◆ MATERIAL FOR THIS EXERCISE:
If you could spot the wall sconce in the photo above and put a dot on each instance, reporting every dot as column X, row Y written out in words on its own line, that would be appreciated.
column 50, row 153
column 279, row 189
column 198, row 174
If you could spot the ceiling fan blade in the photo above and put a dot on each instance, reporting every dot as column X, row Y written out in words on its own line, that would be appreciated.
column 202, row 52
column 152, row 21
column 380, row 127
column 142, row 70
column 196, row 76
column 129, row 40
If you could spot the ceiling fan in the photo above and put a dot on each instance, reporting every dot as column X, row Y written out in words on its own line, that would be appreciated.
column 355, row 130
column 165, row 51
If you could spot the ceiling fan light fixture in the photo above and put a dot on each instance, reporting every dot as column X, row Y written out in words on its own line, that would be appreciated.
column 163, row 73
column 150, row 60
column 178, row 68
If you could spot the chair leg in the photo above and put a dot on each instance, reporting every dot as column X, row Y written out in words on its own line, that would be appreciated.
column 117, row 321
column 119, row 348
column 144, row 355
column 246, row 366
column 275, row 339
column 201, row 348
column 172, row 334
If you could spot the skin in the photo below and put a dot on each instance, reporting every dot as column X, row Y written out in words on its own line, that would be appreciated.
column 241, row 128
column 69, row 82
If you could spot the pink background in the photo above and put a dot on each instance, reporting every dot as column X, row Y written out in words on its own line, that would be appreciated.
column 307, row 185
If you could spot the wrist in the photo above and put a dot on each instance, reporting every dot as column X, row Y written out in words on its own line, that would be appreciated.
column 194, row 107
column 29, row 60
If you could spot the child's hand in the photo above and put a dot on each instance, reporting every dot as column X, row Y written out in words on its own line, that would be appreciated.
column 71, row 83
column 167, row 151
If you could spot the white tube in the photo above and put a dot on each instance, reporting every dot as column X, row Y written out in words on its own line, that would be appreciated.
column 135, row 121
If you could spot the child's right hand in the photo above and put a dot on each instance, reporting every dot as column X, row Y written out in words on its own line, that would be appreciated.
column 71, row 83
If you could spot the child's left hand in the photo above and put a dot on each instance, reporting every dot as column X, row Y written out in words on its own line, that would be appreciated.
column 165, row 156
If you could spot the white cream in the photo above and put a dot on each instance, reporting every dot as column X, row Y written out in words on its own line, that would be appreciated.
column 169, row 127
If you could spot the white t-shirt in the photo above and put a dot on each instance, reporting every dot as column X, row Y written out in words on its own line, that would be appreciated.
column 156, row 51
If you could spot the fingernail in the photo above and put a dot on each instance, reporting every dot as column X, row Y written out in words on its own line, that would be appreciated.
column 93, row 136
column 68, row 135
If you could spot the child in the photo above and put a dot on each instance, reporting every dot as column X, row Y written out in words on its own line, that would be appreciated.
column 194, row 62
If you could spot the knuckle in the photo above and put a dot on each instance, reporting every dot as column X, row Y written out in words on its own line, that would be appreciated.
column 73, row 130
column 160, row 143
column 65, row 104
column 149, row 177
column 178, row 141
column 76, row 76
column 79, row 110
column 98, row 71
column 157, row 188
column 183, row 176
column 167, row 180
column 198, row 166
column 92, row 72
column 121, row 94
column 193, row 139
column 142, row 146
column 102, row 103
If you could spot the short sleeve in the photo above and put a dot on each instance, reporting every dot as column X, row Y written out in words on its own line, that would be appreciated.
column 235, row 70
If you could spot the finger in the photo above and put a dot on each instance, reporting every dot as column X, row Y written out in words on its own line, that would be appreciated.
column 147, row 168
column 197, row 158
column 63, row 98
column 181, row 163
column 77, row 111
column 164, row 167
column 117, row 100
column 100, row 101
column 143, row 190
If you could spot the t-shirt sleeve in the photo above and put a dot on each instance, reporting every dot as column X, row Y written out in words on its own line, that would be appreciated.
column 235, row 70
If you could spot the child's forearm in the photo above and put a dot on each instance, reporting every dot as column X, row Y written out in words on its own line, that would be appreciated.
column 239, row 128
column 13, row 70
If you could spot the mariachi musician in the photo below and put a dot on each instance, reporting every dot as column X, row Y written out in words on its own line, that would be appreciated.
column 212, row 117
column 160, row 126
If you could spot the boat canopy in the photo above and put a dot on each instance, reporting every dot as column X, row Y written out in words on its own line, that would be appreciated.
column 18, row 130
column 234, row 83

◆ YOUR ASSIGNMENT:
For this exercise, copy word for word the line that contains "If you could spot the knuckle" and every line after it, ending with the last line of the entries above.

◆ THE COMPLETED TASK:
If you could spot the knuckle in the photo above and put a dot on each instance, reporting every dot as column X, row Y written out in words on its own line, that would be appreciated.
column 73, row 130
column 160, row 143
column 65, row 104
column 149, row 177
column 178, row 141
column 76, row 76
column 79, row 110
column 98, row 71
column 157, row 188
column 183, row 176
column 167, row 180
column 198, row 166
column 92, row 72
column 121, row 94
column 193, row 139
column 142, row 146
column 102, row 103
If you could spot the short sleeve in the photo above and put a dot on each instance, reporting every dot as column X, row Y written out in words on its own line, that would be appreciated.
column 235, row 70
If you could spot the finger in the photo above and put a dot on each instance, reporting every dot as column X, row Y written out in words on its own line, that would be appreciated.
column 147, row 168
column 197, row 158
column 63, row 98
column 181, row 163
column 77, row 111
column 164, row 167
column 117, row 100
column 100, row 101
column 143, row 190
If you could spot the t-shirt sleeve in the photo above and put a dot on each instance, reporting every dot as column X, row Y written out in words on its own line, that would be appreciated.
column 235, row 70
If you could spot the child's forearm in the photo above and put a dot on each instance, reporting every dot as column X, row Y written out in words on its own line, that would be appreciated.
column 239, row 128
column 13, row 70
If you could spot the mariachi musician in the photo below and put a dot on each instance, reporting every dot as column X, row Y written out in words on its own line, that would be appreciated.
column 212, row 117
column 160, row 126
If you could spot the boat canopy in the photo above and put a dot on each instance, reporting every dot as column X, row Y written out in words on its own line, that would be appreciated.
column 18, row 130
column 234, row 83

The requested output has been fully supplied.